• _PASSAGE_:
↓↓↓

To strengthen their selections, companies are increasingly relying on long hiring processes. However, those extended processes run the risk of alienating potential candidates and failing to identify suitable candidates.

Optimizing the hiring process to provide both a good hiring experience to candidates and to look for the traits and skills you actually need in your teams is important. Sometimes, that can mean fully overhauling the recruitment process, simplifying steps in how you hire, and switching focus away from hiring for hard skills and towards hiring for competencies.

Steps in an effective hiring process

The ideal hiring process should be reasonably short and tailored to the individual role. The average hiring process has lengthened from 13 days in 2010 to about 24 days globally, which adds expense and complexity for both the company and candidates.

Defining which steps should be in hiring and who’s responsible at each step can help streamline (and shorten) the process. Understanding its stages also allows you to tweak the process and remove steps irrelevant to the role or the team.

1) Phone screening

Most organizations start the recruitment process with phone or video call screening. This lets recruiters have quick one-on-one conversations with prospects, reducing the time commitment for both the candidate and the recruitment team.

For example, Apple screens four times – each 30 minutes, with the chance for candidates to ask their own questions at the end — before inviting someone to the office for an interview. While Apple’s recruitment process has been criticized for being needlessly long and over-involved, making initial contact over the phone cuts down on everyone’s investment; if you realize the candidate is not a good fit, you can tell them on a call. Other phone screening tips include:

  • Keep calls short. Screenings are meant to assess general suitability, which can be done by gauging personality, comparing the candidate to their resume/profile, and gauging their general aptitude.

↑↑↑

• _EXCERPTED DATA_:

↓↓↓

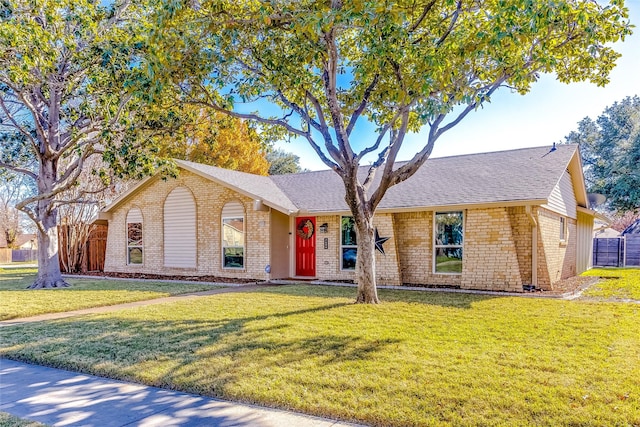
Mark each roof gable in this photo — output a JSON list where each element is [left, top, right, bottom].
[[271, 145, 586, 212], [104, 145, 586, 214]]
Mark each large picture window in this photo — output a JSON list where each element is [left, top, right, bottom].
[[222, 202, 244, 268], [340, 216, 358, 270], [433, 212, 464, 274], [127, 208, 144, 265]]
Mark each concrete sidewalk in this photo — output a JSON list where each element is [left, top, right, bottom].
[[0, 359, 355, 427]]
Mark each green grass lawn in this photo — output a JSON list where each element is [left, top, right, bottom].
[[0, 268, 218, 320], [0, 285, 640, 426], [582, 268, 640, 301]]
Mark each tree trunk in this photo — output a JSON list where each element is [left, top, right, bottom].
[[355, 214, 380, 304], [27, 161, 70, 289]]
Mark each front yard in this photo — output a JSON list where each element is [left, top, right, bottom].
[[0, 271, 640, 426], [0, 268, 213, 320]]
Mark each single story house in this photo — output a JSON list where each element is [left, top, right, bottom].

↑↑↑

• _TASK GOAL_:
According to the text on hiring processes, how many times does Apple screen a candidate before an office interview, and how long is each screening? The records have nothing to do with this.

• _SOLUTION TO THIS TASK_:
Apple screens a candidate four times, for 30 minutes each.